Point-per-instance localization data
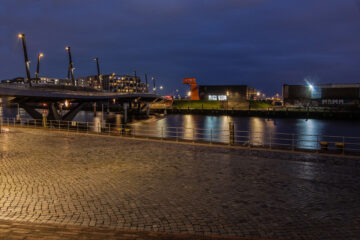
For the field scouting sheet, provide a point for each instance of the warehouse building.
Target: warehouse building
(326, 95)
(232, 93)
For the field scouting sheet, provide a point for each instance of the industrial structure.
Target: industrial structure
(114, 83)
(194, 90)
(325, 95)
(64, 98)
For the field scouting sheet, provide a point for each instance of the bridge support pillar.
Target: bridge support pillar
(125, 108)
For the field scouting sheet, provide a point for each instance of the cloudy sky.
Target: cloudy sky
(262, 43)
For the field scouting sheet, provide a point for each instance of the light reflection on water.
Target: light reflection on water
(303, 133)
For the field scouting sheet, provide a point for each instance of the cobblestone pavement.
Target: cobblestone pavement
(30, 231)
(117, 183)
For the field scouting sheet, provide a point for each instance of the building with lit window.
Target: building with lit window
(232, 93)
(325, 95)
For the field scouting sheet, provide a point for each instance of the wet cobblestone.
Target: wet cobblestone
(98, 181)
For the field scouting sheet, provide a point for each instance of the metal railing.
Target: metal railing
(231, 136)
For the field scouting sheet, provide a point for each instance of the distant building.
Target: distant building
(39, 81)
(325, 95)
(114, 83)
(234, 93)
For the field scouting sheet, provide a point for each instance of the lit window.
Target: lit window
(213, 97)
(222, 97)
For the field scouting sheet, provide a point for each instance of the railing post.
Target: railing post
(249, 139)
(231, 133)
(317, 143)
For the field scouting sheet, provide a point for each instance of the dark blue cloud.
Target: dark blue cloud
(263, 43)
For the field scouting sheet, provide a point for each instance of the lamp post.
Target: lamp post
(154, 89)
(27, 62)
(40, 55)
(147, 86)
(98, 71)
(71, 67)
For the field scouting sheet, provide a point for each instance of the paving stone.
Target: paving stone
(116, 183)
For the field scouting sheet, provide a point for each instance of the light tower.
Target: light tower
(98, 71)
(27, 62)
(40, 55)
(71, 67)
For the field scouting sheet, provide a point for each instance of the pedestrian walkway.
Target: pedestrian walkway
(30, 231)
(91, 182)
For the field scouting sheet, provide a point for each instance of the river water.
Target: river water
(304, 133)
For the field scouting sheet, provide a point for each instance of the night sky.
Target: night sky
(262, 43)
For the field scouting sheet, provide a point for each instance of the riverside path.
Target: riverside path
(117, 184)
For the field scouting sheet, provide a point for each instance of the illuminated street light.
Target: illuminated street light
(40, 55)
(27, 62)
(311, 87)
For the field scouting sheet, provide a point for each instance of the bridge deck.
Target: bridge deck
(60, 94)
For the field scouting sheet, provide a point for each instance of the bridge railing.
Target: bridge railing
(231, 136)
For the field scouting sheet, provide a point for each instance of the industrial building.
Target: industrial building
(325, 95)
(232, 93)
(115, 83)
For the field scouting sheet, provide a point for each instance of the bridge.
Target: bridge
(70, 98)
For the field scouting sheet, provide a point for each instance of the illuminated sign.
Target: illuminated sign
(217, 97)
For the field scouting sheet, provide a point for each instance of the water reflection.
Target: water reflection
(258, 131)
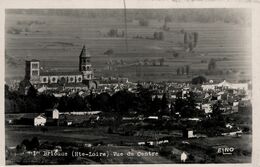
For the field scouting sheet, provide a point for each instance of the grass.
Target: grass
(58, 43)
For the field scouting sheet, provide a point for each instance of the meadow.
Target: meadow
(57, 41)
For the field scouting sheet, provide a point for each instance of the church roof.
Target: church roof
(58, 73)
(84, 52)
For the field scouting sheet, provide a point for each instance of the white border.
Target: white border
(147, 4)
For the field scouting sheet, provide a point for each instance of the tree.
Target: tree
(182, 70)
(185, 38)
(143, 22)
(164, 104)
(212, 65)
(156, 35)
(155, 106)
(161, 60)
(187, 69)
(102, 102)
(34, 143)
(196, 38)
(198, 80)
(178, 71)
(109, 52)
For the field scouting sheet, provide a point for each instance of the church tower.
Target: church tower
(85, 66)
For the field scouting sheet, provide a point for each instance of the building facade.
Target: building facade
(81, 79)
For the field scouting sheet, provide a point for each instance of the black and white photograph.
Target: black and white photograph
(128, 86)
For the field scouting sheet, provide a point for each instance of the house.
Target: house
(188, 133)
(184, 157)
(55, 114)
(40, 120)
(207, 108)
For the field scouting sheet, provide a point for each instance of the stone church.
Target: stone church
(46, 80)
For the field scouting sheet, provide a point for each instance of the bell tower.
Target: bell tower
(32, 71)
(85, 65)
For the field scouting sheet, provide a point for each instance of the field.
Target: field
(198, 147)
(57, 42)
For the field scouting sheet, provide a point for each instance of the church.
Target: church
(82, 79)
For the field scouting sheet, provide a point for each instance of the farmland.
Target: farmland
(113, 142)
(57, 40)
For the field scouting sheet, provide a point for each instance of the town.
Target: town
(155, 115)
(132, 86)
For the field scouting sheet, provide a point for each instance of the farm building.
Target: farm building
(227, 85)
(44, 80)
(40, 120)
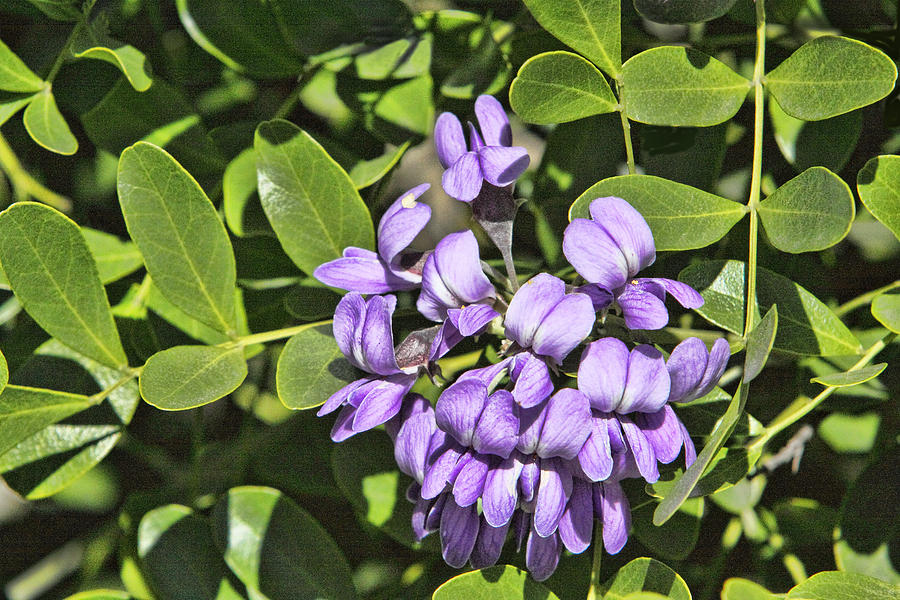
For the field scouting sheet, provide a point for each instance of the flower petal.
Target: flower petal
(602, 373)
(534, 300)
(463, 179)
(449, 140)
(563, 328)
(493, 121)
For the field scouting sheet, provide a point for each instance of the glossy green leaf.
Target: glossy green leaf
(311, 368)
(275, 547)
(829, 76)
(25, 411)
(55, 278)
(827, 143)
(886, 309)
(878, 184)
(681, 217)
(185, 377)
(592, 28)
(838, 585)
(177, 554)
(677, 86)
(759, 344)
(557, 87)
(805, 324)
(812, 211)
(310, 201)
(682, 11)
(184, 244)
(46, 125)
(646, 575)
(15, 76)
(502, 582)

...

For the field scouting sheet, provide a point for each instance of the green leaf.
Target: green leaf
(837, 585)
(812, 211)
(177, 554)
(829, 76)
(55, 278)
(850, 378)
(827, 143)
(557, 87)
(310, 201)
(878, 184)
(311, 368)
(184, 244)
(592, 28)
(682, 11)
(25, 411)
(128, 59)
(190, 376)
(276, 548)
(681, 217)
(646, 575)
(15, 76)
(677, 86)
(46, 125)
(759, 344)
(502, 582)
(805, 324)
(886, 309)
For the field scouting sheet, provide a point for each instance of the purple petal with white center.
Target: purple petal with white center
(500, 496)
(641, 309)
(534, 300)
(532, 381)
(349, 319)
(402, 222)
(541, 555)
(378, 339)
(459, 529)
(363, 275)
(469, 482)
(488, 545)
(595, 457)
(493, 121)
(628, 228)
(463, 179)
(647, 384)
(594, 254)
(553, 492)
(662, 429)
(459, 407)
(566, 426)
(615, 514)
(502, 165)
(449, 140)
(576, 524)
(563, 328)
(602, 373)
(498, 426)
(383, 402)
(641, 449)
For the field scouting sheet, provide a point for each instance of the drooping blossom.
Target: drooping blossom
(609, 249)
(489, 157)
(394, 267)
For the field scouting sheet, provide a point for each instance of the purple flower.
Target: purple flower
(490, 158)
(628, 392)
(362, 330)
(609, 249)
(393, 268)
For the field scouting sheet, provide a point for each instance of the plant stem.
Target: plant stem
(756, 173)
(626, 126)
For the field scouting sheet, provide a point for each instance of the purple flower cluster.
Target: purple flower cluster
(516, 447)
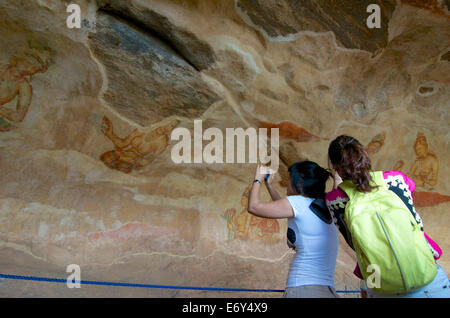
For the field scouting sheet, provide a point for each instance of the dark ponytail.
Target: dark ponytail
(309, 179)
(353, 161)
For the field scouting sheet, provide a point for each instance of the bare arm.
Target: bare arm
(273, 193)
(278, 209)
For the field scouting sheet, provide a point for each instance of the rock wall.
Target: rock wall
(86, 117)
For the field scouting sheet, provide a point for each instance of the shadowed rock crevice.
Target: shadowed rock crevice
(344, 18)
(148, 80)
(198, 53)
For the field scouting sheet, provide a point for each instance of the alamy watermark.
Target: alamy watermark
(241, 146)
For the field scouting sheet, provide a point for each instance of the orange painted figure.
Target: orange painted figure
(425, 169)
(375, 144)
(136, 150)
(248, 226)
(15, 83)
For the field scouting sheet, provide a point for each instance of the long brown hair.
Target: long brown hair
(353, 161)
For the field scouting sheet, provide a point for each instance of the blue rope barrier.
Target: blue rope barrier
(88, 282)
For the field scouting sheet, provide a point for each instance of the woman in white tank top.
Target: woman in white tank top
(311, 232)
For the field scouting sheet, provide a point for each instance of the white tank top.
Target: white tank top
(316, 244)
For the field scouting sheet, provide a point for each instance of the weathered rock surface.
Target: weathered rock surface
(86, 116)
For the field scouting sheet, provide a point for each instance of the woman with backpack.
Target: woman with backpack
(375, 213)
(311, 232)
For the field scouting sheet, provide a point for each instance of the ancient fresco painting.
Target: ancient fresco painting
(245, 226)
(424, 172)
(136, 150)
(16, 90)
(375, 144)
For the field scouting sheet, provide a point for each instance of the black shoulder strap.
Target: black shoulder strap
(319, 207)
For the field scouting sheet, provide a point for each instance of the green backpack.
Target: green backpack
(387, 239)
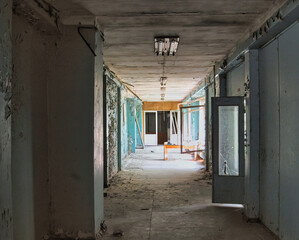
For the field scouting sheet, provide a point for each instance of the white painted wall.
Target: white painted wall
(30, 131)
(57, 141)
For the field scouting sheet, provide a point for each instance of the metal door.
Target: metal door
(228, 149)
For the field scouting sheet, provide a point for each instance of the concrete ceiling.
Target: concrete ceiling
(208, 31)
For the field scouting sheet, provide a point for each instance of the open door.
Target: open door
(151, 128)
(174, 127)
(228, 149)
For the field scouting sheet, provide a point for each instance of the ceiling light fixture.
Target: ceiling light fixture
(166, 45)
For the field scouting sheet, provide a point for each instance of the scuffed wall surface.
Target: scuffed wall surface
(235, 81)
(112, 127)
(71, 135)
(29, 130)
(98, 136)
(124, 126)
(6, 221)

### Instructions to follow:
Copy word for word the lines of the records above from the one with "illuminated street light." up to and including the one with "the white border.". Skip the pictures.

### Result of the task:
For the field scouting sheet, provide a point for each instance of the illuminated street light.
Target: illuminated street light
(40, 55)
(27, 62)
(311, 87)
For the field scouting sheet, provide a point for each instance of the bridge deck.
Target: bridge deck
(60, 94)
For the field scouting sheet, provide a point for each instance of the bridge railing.
Target: bridge railing
(231, 136)
For the field scouting sheet, provide a point for each instance of the industrial building.
Target: industrial building
(325, 95)
(232, 93)
(115, 83)
For the field scouting sheet, provide a point for each instance of the bridge.
Target: bridge
(70, 98)
For the field scouting sheet, provide a point for each instance of the illuminated sign.
Target: illuminated sign
(217, 97)
For the field scouting sheet, provide a point for each instance of the water reflection.
Target: water reflection
(258, 131)
For the field scouting sheet, provide a point for each instance of the grass.
Target: grass
(58, 43)
For the field scouting sheet, provide a point for each instance of the meadow.
Target: meadow
(57, 41)
For the field scouting sheet, provide a point for each instance of the church roof.
Target: church roof
(58, 73)
(84, 52)
For the field scouting sheet, provide a point for each instance of the white border.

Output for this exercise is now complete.